Start of Source extract
At the end of 2001, after twenty-six years of service, Cantalupo retired from McDonald’s International and from his 1999 appointment as vice chairman of the company. His decision resulted partly from his disappointment at being passed over for the position of chief executive officer (CEO) in 1998. He had been considered among the top candidates for the job because of his phenomenal success overseas. Instead the board had chosen Jack Greenberg, who was considered an expert in finances but was not necessarily familiar with the overall restaurant or burger franchise business. In his position as CEO, Greenberg made a number of corporate decisions that did not pan out, such as seeking to expand McDonald’s into other businesses not related to the food and restaurant arenas. By the time Greenberg was forced out of his position at the end of 2002 (he officially retired), McDonald’s was plagued by less-than-stellar sales and falling stock prices, including a 40 percent drop in stock prices from the end of April 2002 to the beginning December 2002. McDonald’s turned to Cantalupo, who came out of retirement in January 2003 to become chairman and CEO of McDonald’s. In that same month the company announced that it had experienced its first quarterly loss, amounting to $344 million, since it had gone public in 1965.
End of Source extract
Start of Information provided
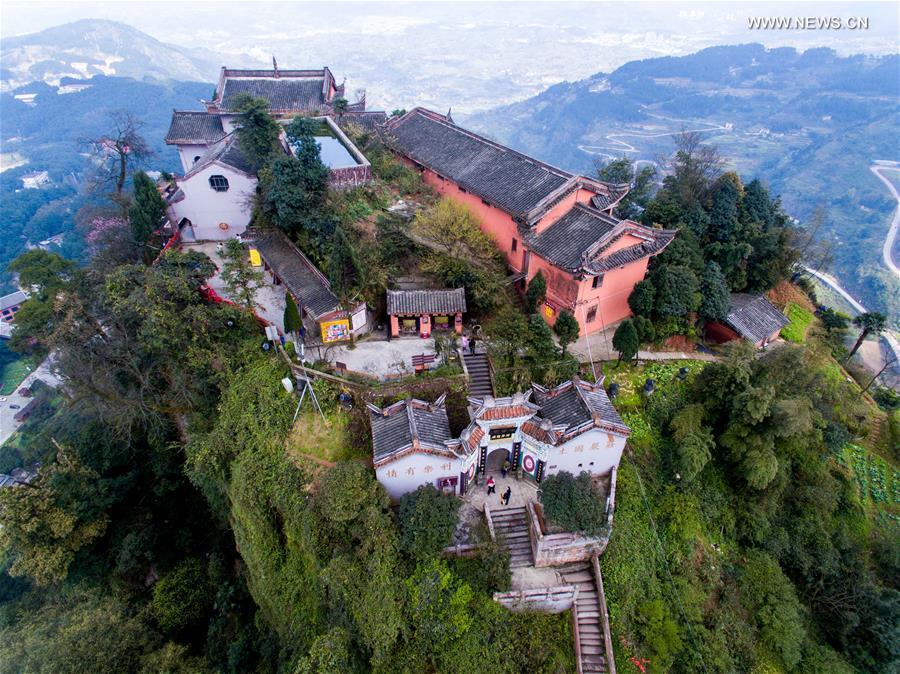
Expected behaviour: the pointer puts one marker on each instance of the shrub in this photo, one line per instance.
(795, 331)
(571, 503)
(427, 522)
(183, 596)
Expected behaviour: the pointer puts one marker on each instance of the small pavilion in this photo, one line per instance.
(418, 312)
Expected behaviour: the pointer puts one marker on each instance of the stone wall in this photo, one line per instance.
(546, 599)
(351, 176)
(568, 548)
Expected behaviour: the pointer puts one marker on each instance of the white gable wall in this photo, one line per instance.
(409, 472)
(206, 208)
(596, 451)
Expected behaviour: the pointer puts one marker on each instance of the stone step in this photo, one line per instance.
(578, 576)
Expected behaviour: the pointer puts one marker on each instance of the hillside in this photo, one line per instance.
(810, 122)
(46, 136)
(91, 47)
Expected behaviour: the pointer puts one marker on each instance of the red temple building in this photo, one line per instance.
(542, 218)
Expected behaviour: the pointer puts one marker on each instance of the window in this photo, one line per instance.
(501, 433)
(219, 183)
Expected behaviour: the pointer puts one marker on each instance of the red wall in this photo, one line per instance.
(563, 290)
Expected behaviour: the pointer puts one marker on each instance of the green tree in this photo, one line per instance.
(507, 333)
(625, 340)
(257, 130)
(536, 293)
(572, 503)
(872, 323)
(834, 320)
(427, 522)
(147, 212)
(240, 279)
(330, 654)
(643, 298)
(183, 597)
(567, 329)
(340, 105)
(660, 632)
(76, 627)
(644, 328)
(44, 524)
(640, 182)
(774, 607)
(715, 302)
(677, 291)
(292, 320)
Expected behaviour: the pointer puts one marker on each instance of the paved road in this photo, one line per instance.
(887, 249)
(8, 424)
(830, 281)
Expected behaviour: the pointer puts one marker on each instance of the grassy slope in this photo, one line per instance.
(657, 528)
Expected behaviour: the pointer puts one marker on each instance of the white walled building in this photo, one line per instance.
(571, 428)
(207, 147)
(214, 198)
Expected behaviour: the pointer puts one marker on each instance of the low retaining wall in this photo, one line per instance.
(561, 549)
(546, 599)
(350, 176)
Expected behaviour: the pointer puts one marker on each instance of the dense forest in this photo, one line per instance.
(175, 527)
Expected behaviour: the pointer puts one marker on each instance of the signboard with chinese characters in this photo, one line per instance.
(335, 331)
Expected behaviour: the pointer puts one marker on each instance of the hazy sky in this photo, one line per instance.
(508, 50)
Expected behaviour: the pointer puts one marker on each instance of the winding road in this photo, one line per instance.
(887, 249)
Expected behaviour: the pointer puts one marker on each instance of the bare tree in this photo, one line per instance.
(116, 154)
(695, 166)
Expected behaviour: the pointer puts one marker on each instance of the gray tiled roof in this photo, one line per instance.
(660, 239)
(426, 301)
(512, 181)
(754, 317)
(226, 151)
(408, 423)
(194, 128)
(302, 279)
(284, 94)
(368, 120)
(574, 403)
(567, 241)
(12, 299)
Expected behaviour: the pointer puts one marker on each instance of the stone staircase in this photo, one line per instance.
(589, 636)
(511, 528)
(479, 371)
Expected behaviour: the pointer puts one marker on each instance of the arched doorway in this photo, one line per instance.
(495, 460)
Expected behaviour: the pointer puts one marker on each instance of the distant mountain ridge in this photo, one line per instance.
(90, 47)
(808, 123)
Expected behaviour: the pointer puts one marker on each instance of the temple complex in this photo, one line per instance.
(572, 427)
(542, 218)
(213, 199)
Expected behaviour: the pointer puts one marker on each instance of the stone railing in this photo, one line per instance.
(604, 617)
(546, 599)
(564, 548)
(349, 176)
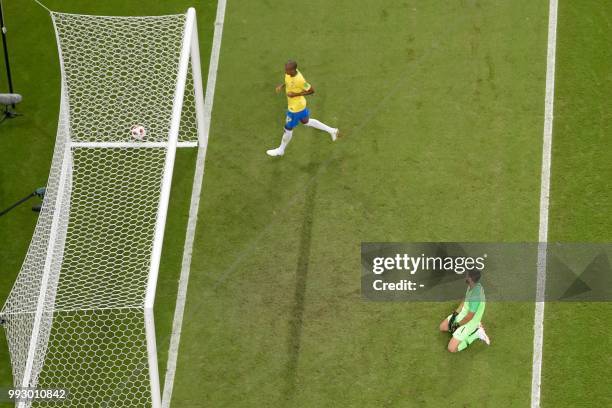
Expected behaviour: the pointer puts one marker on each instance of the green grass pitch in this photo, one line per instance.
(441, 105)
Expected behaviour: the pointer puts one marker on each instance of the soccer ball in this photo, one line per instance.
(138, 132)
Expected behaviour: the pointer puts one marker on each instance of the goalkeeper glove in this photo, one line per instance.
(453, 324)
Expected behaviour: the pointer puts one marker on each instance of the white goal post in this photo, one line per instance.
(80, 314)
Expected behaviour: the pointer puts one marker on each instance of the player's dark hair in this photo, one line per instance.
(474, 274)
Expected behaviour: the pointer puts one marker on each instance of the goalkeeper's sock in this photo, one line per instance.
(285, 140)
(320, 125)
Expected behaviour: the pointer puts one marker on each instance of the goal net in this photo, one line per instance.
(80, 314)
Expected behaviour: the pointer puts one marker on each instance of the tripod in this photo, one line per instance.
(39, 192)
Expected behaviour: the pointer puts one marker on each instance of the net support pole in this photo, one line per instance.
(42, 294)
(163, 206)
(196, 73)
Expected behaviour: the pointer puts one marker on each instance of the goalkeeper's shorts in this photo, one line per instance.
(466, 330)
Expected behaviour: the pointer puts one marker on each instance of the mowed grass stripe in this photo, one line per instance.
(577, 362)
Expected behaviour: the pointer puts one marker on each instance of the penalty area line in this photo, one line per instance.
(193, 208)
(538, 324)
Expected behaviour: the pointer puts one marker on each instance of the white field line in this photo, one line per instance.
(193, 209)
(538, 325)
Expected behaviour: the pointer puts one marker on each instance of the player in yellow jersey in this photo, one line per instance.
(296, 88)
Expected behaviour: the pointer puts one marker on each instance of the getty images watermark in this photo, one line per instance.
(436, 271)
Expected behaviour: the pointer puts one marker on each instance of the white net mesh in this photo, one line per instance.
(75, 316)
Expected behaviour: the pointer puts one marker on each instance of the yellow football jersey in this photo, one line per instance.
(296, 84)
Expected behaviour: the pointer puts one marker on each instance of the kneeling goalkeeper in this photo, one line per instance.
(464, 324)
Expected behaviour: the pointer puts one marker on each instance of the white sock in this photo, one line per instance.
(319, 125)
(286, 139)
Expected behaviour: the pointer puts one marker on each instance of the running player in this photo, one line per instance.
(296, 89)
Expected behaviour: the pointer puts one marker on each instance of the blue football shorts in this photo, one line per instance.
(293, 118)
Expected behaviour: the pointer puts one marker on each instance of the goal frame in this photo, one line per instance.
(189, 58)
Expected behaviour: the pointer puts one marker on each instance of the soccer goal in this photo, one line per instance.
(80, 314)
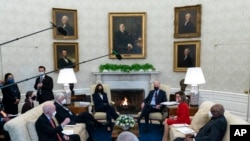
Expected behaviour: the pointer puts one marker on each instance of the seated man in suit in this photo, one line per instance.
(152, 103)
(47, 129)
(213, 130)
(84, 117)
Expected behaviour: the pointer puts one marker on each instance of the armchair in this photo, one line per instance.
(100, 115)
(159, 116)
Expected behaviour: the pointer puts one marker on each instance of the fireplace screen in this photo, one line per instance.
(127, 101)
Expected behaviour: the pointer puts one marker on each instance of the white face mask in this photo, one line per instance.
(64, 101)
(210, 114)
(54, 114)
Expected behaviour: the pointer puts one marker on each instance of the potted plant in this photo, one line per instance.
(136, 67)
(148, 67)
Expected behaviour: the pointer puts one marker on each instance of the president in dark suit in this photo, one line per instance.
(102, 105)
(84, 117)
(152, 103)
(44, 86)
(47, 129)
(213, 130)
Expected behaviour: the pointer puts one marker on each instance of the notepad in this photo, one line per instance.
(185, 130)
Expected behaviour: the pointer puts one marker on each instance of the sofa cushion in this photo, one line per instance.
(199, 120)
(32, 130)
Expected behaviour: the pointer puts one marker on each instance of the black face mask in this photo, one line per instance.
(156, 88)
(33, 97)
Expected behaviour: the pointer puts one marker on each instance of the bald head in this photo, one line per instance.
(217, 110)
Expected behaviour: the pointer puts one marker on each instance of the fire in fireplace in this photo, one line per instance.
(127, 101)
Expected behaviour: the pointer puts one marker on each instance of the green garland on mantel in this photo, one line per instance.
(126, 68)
End of Information provided
Start of Information provided
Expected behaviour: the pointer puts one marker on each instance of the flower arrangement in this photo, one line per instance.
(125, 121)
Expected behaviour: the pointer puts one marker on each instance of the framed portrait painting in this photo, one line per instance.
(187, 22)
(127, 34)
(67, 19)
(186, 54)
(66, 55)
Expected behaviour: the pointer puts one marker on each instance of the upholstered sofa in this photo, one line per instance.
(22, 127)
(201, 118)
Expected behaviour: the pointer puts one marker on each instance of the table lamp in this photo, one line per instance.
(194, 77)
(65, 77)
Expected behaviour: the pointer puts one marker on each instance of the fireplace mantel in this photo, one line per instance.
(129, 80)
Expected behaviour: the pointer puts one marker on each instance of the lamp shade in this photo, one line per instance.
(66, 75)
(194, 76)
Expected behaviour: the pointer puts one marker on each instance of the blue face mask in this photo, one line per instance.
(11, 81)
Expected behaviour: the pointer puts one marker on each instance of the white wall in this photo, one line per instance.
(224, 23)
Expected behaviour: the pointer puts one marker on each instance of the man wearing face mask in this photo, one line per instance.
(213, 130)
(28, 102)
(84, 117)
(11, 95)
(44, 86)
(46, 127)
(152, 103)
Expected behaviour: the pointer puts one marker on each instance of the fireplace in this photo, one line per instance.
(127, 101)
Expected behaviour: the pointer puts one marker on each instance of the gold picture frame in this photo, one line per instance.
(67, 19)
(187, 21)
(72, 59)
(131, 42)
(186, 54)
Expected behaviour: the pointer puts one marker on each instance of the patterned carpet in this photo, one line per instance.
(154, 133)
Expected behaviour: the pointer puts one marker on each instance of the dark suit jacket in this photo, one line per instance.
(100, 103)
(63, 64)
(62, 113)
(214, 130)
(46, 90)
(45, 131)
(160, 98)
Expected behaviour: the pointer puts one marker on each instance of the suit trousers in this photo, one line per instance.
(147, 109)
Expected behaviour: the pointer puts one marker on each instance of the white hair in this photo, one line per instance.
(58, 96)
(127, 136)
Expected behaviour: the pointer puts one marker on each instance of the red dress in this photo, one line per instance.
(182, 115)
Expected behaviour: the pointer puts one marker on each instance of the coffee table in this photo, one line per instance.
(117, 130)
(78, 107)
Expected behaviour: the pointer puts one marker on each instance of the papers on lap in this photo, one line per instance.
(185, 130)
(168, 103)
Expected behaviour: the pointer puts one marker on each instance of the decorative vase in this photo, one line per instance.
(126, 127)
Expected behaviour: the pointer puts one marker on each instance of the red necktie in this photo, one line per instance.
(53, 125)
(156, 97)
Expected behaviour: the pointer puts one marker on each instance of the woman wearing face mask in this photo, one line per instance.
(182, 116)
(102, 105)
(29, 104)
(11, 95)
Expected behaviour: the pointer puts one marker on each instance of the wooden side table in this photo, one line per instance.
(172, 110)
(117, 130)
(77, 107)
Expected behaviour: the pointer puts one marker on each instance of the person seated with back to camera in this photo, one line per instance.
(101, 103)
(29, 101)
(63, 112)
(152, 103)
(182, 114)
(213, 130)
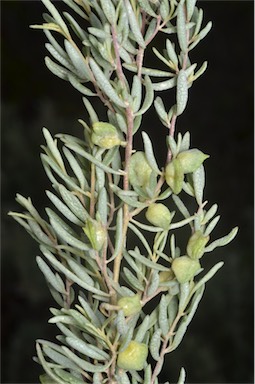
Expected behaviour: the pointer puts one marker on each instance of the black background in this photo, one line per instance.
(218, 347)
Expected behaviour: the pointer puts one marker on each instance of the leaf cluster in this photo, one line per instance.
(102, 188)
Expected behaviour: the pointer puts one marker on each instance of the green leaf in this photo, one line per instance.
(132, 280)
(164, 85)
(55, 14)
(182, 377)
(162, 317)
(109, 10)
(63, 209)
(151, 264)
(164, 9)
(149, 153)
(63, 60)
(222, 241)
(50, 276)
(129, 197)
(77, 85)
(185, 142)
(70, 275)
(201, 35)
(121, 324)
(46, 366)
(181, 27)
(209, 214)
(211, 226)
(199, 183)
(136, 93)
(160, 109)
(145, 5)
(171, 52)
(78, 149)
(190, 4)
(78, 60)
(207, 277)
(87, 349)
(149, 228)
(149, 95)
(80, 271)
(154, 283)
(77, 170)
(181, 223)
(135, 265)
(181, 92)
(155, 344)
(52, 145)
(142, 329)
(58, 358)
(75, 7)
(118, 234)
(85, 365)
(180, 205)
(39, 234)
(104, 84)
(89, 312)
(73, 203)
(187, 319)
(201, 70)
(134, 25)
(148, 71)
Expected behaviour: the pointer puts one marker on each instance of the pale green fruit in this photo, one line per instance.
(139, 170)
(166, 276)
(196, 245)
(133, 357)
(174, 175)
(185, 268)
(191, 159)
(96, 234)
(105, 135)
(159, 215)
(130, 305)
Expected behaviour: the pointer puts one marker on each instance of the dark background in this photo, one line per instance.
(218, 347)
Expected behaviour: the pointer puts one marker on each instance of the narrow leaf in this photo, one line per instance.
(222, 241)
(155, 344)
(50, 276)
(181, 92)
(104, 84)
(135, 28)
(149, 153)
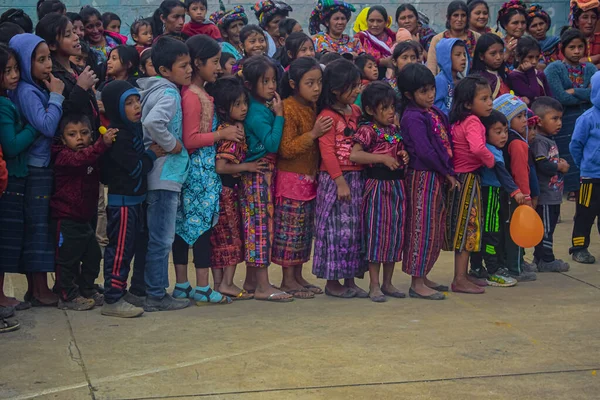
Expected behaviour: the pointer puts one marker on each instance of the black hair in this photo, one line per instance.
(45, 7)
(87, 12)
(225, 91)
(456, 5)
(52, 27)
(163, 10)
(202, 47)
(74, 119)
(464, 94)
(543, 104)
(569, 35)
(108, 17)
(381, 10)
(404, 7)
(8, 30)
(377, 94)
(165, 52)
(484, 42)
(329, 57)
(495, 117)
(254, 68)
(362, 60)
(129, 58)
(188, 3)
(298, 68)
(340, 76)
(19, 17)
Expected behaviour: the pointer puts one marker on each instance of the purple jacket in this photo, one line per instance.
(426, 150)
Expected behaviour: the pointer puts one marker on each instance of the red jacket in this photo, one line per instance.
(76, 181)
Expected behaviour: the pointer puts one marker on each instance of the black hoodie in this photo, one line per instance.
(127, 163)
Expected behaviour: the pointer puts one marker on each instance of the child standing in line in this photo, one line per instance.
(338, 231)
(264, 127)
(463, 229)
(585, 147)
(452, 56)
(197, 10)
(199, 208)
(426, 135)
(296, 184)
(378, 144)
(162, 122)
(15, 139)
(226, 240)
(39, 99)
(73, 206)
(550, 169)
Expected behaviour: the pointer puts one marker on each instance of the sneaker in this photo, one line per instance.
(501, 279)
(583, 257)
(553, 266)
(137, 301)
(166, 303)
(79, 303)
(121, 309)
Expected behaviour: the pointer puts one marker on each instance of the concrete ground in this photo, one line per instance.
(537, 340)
End of Information provided
# Problem set
**A.** Say whether each statement agrees with the Cantalupo passage, answering yes or no and quoting the words of the passage that decide it: (i) Cantalupo had twenty-six years of service when he retired; (ii) Greenberg was picked as an expert in the restaurant and burger franchise business; (iii) stock prices fell 50 percent from the end of April 2002 to the beginning of December 2002.
**B.** Write what comes next in the Cantalupo passage, picking up after its final sentence.
The listing comes from a separate source, not from the Cantalupo passage.

# Results for the exercise
**A.**
(i) Yes: "after twenty-six years of service, Cantalupo retired from McDonald’s International"
(ii) No: "who was considered an expert in finances but was not necessarily familiar with the overall restaurant or burger franchise business"
(iii) No: "including a 40 percent drop in stock prices from the end of April 2002 to the beginning December 2002"

**B.**
Investors enthusiastically greeted Cantalupo’s return by immediately buying up shares and sending the stock up 2 percent on the day the corporation announced his appointment. Nevertheless, some industry analysts wondered whether Cantalupo’s long history with the company might indicate that this insider did not have the bright new ideas that would be needed to turn the company around. As one analyst commented, the new CEO was perceived as being “as fresh as a week-old hamburger bun.” Cantalupo, however, was confident that he could set the company right, noting that the corporation had changed in the past and would change again to meet consumer demands. The basis of his plan was to cut capital expenditures, raise the dividend and lower growth targets, and rein in the global expansion he had once overseen.
Cantalupo immediately revamped the company’s management structure at its headquarters, cancelled several projects that his predecessor had begun, and turned to improving services throughout the company’s more than 13,000 restaurants in the United States. Realizing that Americans’ diet habits were changing, he began to implement new, “healthier” products, such as salads with healthy dressing and sandwiches other than burgers, such as the Grilled Chicken Flatbread. Perhaps his biggest move was to redirect the company’s longtime strategy of store expansion to get customers in the door. Instead he set the company on a new course of growth by reducing the number of new store openings in the United States and abroad and focusing on getting more people to come into the already existing McDonald’s stores and franchises. Cantalupo’s plan included emphasizing the company’s restaurant-grading system on a national standard, which McDonald’s had quit doing in 1993, thus allowing franchise owners to police themselves concerning the quality of their food and service. Under this plan, which included “mystery shoppers” going into franchises to report on them, Cantalupo set out to discover what restaurants were underperforming in service and then either improve or eliminate them.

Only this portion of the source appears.